* WRITTEN INSTRUCTION
Pull out the stretch of the listing from the line containing "facade for overlay placement." through the line containing "[313,163,416,216]", both lines included, and reproduce it verbatim.

* DATA EXCERPTS

►

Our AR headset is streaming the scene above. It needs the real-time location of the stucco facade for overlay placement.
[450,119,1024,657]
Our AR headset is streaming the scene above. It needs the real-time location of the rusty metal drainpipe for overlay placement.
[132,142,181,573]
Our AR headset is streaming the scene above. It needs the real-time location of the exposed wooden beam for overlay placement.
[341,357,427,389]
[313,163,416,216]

◄
►

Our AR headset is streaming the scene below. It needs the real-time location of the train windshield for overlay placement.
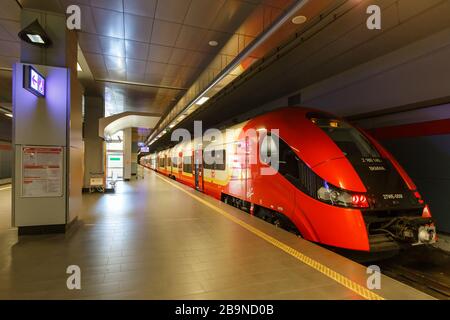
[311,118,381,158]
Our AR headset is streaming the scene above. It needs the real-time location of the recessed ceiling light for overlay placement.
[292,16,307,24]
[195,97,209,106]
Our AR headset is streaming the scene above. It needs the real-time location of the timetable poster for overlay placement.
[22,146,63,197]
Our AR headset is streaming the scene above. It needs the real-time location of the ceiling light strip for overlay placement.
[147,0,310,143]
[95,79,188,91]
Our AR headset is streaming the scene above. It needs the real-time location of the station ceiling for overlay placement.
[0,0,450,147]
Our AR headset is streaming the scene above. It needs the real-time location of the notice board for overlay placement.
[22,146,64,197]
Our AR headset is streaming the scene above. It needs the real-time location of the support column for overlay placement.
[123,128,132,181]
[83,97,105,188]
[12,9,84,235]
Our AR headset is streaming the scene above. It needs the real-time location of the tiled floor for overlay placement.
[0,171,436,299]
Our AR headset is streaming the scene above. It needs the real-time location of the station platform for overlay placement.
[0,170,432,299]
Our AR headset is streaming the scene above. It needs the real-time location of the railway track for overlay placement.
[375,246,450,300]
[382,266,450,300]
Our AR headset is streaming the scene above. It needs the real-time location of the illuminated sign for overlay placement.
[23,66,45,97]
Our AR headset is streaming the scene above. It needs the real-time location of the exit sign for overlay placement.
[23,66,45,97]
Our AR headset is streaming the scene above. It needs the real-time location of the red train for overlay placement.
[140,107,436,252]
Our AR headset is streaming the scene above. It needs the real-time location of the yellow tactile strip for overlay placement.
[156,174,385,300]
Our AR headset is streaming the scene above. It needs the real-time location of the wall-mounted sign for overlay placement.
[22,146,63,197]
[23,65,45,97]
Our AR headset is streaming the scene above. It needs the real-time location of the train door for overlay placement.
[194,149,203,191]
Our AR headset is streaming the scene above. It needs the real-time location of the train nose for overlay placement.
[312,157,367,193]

◄
►

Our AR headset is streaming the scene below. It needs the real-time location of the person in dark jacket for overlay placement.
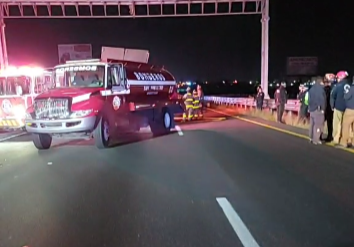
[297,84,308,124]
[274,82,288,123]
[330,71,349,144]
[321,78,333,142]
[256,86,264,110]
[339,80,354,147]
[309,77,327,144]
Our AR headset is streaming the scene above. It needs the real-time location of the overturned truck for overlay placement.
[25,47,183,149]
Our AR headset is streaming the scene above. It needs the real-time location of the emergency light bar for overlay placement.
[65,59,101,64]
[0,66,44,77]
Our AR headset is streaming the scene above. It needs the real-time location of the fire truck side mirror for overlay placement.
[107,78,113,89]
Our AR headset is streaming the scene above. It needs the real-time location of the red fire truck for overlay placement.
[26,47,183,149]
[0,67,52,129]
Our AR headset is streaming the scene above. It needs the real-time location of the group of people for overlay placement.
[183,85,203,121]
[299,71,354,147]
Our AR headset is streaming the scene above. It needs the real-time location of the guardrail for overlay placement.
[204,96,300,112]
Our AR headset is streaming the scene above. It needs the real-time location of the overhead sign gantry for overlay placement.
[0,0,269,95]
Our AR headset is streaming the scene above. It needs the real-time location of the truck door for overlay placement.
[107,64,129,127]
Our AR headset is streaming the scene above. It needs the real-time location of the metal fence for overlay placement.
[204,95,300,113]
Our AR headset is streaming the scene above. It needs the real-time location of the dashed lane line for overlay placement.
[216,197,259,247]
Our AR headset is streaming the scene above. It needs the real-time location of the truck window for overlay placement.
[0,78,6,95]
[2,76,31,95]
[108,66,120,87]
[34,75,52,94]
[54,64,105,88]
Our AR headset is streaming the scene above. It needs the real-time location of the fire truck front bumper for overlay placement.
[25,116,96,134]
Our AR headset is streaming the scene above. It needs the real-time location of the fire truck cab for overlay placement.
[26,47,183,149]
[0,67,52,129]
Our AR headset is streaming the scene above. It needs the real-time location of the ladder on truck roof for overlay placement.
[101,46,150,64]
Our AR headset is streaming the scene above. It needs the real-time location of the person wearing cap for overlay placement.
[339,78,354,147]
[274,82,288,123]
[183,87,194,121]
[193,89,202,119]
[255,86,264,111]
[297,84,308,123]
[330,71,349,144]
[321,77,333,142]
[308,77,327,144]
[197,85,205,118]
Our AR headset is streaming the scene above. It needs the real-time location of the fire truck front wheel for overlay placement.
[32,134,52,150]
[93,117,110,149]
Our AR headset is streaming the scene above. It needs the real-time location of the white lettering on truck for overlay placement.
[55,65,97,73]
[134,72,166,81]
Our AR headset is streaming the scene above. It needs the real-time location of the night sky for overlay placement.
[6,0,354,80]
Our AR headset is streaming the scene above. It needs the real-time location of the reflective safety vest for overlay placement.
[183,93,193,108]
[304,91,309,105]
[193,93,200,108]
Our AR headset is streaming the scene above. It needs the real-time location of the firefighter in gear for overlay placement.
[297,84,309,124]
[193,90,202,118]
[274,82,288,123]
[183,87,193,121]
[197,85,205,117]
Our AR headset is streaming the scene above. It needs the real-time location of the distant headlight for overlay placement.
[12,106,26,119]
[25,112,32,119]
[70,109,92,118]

◄

* FINISHED ANSWER
Our AR headset is streaming the scene above. It needs the real-time location of the stucco facade for overlay placement.
[450,119,1024,657]
Our AR headset is streaming the scene above. It needs the real-time location of the rusty metal drainpipe for overlay placement.
[132,142,181,573]
Our AR headset is streaming the scene above. It needs the real-time location of the exposed wooden beam for overlay placement.
[341,357,427,389]
[313,163,416,216]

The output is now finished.